▸ Excerpt:

════════

I’m heading to Boston, Massachusetts, (well, Cambridge, really) today for a 3-day astronomy “bootcamp,” and I’m pretty darned excited. You may have read about this workshop in Managing Editor Chris Raymond’s forum post.
The Knight Foundation (the premier journalism organization in the United States) and the Kavli Foundation (an international organization dedicated to advancing science) host science journalism workshops every year at the Massachusetts Institute of Technology (MIT). Because Kavli focuses mainly on three areas — astrophysics, nanoscience, and neuroscience — the bootcamps switch between these topics. This year it’s astrophysics. This 3-day intensive workshop encompasses lectures by top astrophysicists from MIT and Harvard University in addition to a trip to the Harvard-Smithsonian Observatory. The application process brought me back to graduate school applications — my resume, a statement of purpose, three recommendation letters, and four writing samples. And when I heard that I was one of 15 journalists accepted, I was pretty thrilled. So from Wednesday morning through Friday afternoon, my brain will be like a sponge, absorbing information about the following topics:
Galaxy clusters and dark matter (Paul Schechter, MIT)

════════

▸ Listed entries:
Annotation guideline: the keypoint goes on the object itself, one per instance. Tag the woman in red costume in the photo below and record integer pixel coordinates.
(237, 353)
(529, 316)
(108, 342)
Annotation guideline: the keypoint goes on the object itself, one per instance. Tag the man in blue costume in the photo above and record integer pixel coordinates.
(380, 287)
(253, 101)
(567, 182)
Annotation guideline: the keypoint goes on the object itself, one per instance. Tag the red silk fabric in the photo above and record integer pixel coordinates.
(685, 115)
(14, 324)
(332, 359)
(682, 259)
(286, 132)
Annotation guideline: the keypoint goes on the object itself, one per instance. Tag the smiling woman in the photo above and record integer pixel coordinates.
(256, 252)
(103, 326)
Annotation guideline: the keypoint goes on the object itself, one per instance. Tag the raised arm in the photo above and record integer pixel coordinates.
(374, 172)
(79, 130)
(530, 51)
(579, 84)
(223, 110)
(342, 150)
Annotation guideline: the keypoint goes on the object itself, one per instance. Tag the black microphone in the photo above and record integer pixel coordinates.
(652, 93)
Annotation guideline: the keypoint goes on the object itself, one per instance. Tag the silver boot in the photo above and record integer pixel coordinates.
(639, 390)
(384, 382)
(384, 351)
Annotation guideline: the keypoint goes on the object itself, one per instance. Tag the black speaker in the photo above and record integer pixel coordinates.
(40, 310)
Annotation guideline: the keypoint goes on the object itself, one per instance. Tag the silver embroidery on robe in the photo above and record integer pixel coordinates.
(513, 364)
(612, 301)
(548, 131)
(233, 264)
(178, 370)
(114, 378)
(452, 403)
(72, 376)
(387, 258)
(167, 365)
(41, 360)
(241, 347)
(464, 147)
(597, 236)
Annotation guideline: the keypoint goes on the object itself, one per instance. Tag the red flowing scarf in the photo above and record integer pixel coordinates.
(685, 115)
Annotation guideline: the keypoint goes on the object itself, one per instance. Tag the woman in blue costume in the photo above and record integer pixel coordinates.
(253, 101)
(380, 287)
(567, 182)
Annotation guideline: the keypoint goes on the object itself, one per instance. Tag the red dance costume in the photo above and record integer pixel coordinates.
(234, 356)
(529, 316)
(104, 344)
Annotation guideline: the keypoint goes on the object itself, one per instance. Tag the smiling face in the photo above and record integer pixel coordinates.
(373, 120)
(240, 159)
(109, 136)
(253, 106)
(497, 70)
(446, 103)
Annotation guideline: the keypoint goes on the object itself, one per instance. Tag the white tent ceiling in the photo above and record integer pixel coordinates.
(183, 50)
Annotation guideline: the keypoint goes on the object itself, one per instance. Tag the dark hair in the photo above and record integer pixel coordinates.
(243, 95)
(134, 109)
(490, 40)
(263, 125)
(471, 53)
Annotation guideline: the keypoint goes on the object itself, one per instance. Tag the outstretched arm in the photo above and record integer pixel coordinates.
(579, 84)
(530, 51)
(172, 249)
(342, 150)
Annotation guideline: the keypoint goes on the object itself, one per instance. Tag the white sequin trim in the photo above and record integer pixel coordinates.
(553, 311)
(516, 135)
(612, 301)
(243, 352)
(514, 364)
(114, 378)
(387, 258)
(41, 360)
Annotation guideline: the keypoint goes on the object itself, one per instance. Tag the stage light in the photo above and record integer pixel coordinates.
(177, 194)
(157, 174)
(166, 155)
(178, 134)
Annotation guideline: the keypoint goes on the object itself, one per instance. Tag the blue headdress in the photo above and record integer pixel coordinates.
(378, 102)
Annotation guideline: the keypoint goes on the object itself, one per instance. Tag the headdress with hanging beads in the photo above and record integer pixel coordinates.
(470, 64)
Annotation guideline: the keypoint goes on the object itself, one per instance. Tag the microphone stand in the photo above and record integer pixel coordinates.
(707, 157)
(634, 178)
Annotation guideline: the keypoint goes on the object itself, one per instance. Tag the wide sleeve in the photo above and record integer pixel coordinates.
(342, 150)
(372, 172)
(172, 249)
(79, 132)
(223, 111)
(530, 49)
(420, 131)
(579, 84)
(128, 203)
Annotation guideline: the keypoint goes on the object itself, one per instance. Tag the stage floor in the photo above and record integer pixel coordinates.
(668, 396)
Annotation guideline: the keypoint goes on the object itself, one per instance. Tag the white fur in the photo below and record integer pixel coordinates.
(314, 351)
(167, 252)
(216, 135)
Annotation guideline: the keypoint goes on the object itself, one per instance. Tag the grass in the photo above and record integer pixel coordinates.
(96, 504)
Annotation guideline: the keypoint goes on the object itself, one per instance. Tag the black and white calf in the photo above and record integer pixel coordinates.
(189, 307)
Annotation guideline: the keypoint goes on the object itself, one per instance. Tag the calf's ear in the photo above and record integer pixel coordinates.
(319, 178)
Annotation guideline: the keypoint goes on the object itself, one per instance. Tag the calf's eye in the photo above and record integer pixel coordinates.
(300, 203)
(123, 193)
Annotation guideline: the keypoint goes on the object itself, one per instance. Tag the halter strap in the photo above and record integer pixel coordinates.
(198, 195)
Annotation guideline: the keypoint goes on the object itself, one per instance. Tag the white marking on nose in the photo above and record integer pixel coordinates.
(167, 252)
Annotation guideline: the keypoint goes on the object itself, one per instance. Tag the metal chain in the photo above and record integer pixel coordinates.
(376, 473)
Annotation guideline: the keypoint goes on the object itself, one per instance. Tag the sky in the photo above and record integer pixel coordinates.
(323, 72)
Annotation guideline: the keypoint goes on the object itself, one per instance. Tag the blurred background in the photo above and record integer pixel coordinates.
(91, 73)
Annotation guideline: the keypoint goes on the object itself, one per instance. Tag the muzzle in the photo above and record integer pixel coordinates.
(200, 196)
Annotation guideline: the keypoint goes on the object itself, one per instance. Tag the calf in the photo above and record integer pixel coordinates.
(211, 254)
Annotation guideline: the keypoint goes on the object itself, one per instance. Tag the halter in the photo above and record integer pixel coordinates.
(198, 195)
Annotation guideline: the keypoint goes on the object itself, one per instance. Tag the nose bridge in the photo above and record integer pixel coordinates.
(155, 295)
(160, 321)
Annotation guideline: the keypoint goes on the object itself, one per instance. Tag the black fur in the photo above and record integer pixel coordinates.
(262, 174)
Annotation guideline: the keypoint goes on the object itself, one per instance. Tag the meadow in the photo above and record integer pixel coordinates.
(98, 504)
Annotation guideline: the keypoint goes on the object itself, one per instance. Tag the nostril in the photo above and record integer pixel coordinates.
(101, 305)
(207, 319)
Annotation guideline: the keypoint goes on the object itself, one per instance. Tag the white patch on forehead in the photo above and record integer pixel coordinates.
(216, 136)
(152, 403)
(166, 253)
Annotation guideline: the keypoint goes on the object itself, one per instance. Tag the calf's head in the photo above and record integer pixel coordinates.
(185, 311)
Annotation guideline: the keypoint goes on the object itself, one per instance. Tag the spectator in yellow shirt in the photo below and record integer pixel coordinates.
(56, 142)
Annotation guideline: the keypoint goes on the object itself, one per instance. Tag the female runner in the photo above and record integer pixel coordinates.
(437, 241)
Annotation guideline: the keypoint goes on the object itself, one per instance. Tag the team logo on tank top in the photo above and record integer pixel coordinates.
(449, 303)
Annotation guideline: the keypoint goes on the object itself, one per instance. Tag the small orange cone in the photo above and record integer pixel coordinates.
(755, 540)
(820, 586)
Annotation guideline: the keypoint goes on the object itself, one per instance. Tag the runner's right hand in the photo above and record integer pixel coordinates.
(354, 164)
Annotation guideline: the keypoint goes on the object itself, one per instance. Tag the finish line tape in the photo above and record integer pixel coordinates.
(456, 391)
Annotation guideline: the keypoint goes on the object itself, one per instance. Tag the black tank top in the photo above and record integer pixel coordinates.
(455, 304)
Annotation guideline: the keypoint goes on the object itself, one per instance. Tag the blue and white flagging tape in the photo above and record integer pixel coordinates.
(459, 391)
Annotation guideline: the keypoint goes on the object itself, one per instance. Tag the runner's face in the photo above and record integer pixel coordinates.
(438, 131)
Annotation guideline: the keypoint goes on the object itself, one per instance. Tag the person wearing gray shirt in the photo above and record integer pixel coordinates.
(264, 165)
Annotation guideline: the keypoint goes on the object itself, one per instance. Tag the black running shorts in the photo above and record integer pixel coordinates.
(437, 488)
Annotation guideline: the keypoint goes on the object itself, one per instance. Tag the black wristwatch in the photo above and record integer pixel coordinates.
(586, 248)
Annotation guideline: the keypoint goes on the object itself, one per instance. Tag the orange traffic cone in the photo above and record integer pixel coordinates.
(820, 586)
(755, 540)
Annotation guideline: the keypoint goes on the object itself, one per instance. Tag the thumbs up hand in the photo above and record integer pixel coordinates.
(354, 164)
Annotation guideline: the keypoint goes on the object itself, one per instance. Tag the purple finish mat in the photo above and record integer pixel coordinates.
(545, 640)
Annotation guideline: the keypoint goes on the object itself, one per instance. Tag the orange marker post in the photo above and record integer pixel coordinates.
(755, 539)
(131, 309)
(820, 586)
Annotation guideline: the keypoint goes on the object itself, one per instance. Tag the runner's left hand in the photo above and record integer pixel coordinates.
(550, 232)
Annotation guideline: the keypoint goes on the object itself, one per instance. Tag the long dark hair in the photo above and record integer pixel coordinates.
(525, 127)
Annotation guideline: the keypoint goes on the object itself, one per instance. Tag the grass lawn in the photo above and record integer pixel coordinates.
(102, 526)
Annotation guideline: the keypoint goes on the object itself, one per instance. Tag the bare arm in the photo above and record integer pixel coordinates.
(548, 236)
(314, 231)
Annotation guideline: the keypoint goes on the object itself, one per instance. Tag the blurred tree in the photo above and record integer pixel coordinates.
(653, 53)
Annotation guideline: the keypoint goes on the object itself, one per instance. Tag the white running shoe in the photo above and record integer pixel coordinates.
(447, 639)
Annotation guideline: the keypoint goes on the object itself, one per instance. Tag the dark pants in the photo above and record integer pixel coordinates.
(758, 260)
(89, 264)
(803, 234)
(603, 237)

════════

▸ Prompt 1:
Based on the astronomy bootcamp post, do these statements agree with it? Answer yes or no for each, and quote the words that decide it.
(a) The workshops take place at MIT.
(b) The application asked for two recommendation letters.
(c) The writer was one of 15 journalists accepted.
▸ Prompt 2: Translate this sentence from the astronomy bootcamp post into Spanish: "Because Kavli focuses mainly on three areas — astrophysics, nanoscience, and neuroscience — the bootcamps switch between these topics."
▸ Prompt 3: Transcribe everything in the astronomy bootcamp post from "I’m heading to" down to "Raymond’s forum post.".

▸ Written solution 1:
(a) Yes: "host science journalism workshops every year at the Massachusetts Institute of Technology (MIT)"
(b) No: "three recommendation letters"
(c) Yes: "I was one of 15 journalists accepted"

▸ Written solution 2: Como Kavli se centra principalmente en tres áreas —astrofísica, nanociencia y neurociencia—, los bootcamps alternan entre estos temas.

▸ Written solution 3:
I’m heading to Boston, Massachusetts, (well, Cambridge, really) today for a 3-day astronomy “bootcamp,” and I’m pretty darned excited. You may have read about this workshop in Managing Editor Chris Raymond’s forum post.